Top of RECORDS SHOWN
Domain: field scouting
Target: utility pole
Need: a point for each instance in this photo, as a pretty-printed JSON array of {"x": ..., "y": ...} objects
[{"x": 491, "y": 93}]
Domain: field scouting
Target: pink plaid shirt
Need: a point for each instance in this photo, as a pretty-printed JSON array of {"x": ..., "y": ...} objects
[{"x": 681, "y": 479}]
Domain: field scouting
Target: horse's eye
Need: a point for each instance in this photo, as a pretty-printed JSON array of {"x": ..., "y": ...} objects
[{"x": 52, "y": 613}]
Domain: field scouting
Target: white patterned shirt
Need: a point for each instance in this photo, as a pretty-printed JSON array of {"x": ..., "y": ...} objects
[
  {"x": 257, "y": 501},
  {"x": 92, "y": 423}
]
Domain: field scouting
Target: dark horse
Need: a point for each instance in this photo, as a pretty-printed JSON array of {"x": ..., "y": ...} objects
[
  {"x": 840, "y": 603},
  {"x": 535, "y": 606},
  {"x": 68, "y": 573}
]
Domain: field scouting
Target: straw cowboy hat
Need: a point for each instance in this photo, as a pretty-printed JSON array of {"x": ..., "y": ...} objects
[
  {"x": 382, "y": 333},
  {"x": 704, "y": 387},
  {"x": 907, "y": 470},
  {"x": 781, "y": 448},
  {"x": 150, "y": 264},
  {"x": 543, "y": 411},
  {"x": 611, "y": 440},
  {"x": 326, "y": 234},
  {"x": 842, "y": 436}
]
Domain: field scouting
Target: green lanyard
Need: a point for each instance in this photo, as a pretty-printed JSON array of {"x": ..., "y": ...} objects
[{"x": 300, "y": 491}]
Bottom of RECORDS SHOWN
Top of RECORDS SHOWN
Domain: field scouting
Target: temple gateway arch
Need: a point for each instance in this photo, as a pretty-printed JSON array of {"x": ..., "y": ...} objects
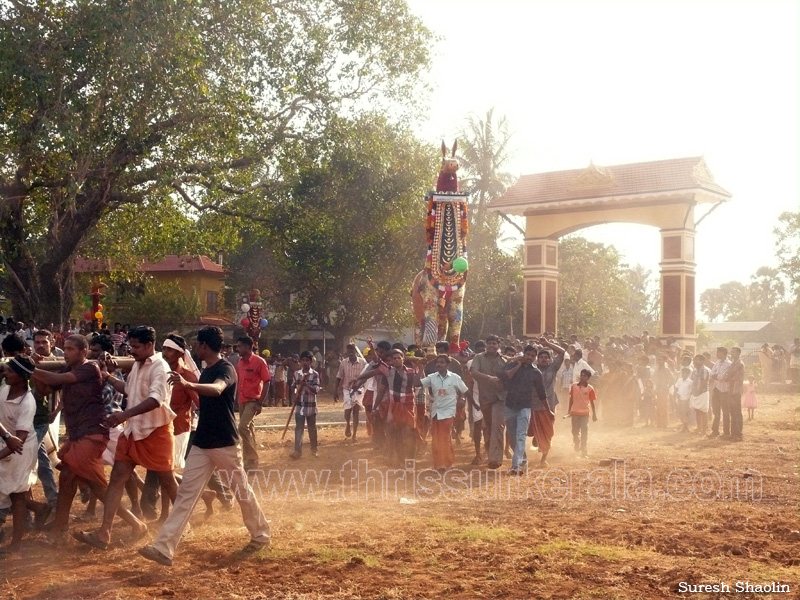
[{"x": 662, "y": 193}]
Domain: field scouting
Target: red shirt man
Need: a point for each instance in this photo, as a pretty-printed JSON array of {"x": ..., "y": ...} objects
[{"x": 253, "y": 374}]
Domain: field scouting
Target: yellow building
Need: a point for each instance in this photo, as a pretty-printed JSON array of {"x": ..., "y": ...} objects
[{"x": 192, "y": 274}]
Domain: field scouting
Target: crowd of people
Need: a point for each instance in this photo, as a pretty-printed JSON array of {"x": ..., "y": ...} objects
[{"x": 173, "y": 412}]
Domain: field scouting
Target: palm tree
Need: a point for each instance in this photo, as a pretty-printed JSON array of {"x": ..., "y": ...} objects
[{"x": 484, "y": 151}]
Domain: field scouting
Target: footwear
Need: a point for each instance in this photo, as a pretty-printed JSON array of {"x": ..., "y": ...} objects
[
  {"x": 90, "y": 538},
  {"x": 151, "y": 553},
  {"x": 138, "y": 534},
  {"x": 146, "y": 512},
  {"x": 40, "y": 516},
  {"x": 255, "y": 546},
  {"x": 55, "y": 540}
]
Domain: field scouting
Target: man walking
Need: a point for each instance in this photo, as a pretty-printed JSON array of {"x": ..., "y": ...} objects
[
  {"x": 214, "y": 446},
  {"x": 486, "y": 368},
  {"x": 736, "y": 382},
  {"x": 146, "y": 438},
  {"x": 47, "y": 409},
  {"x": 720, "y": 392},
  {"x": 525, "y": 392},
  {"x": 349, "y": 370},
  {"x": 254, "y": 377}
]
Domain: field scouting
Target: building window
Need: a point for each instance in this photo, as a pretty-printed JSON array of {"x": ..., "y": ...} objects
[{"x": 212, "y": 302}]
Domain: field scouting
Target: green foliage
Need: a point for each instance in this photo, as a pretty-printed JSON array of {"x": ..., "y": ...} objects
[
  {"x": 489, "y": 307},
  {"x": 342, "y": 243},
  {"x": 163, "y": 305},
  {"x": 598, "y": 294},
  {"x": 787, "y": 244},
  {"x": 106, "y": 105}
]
Bottom of RECORDS SHOWN
Top of RECORDS SHOWN
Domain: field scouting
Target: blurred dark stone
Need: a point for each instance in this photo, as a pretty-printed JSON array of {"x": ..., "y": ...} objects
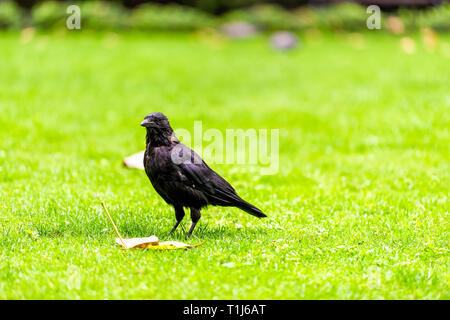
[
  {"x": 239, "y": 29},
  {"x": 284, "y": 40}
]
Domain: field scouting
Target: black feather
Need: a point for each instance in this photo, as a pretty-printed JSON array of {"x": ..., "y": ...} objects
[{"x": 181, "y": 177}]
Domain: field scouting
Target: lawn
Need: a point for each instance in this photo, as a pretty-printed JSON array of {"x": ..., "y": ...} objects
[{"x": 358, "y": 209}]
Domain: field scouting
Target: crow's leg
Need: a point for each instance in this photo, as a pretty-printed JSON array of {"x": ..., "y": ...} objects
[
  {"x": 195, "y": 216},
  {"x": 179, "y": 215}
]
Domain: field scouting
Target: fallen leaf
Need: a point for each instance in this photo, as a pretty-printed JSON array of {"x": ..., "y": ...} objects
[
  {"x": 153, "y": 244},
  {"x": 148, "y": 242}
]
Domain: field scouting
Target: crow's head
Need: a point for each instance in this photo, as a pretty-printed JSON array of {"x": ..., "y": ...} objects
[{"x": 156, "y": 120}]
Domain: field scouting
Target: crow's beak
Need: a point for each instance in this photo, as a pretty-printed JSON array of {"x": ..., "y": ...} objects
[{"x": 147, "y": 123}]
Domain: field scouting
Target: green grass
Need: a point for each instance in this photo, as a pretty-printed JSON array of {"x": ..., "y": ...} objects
Bottom of RECORDS SHOWN
Pick every line from the listing holding the string "dark", and copy it.

Target: dark horse
Target: blurred dark stone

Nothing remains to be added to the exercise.